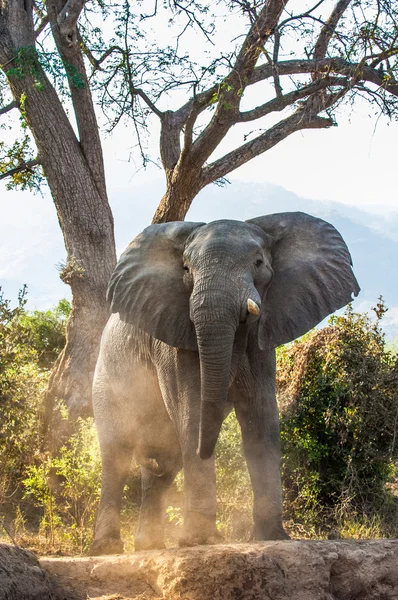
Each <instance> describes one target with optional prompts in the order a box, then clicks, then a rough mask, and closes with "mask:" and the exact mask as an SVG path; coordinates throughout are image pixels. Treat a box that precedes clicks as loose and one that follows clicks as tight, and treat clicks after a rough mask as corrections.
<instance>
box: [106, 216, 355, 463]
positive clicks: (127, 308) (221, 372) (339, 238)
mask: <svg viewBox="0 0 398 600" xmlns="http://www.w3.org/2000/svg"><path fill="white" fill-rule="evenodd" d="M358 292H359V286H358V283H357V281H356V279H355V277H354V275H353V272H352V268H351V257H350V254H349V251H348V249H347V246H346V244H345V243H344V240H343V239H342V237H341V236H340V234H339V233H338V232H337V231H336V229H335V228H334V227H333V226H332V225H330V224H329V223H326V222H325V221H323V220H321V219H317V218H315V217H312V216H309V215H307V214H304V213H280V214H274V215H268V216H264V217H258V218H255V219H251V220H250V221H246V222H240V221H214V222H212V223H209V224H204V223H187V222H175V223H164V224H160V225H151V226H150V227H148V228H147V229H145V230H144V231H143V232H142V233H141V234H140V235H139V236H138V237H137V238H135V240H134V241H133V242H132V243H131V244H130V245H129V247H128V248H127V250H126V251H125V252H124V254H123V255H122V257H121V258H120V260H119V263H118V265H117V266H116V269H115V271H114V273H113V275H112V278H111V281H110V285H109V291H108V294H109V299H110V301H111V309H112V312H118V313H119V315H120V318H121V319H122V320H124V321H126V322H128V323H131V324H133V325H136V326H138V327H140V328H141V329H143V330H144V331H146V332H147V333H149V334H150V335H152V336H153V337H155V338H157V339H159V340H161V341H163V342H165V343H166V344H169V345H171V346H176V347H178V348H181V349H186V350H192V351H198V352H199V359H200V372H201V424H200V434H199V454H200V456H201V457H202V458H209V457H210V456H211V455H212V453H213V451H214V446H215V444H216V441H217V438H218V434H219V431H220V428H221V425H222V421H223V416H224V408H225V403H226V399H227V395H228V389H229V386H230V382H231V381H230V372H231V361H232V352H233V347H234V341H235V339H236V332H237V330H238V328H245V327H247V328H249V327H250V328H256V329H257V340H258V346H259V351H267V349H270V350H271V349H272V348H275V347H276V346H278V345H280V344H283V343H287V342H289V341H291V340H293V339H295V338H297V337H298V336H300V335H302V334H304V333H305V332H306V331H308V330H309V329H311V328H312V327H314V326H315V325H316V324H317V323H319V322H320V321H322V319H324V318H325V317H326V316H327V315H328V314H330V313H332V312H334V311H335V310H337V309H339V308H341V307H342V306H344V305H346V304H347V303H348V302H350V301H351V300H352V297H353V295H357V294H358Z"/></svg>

* * *

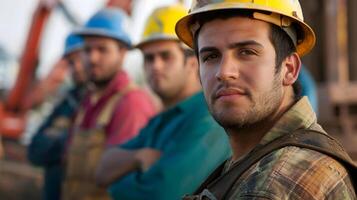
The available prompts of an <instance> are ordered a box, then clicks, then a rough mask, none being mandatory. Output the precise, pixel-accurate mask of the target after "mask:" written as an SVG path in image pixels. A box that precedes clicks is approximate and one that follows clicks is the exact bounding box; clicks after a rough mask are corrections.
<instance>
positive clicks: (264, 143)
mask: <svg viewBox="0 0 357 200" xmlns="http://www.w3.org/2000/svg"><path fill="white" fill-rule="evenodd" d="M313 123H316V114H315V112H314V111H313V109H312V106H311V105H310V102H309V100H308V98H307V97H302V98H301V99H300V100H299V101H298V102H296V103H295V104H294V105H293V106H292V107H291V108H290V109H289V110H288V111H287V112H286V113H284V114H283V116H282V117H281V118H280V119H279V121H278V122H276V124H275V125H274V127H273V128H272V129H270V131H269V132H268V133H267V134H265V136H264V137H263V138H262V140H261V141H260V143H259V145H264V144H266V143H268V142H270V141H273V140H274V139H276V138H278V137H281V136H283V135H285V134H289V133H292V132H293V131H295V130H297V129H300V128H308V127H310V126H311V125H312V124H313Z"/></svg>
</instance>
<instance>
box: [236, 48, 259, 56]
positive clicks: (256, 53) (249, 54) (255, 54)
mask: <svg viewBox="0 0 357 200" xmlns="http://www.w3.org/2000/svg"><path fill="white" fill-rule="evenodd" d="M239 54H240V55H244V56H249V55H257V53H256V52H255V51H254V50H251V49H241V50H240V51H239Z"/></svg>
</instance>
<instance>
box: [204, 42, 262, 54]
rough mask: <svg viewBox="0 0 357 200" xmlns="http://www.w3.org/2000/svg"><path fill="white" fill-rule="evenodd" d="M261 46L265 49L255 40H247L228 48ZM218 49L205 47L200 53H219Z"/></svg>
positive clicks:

WHAT YOU SHOULD DO: Could you retype the material starting at the line that contains "Each <instance> describes" and ending at the line that contains "positive clicks: (127, 308)", copying each line as it stands?

TASK ANSWER:
Each <instance> describes one target with optional prompts in the order a box, then clicks, then a rough mask, and closes with "mask:" and the exact mask as an SVG path; coordinates throughout are image pixels. Treat a box that precedes clicks as loose and one that follows clicks as tight, and treat clicks after a rough mask as corrections.
<instance>
box: [106, 216, 355, 463]
positive clicks: (127, 308) (221, 372) (339, 238)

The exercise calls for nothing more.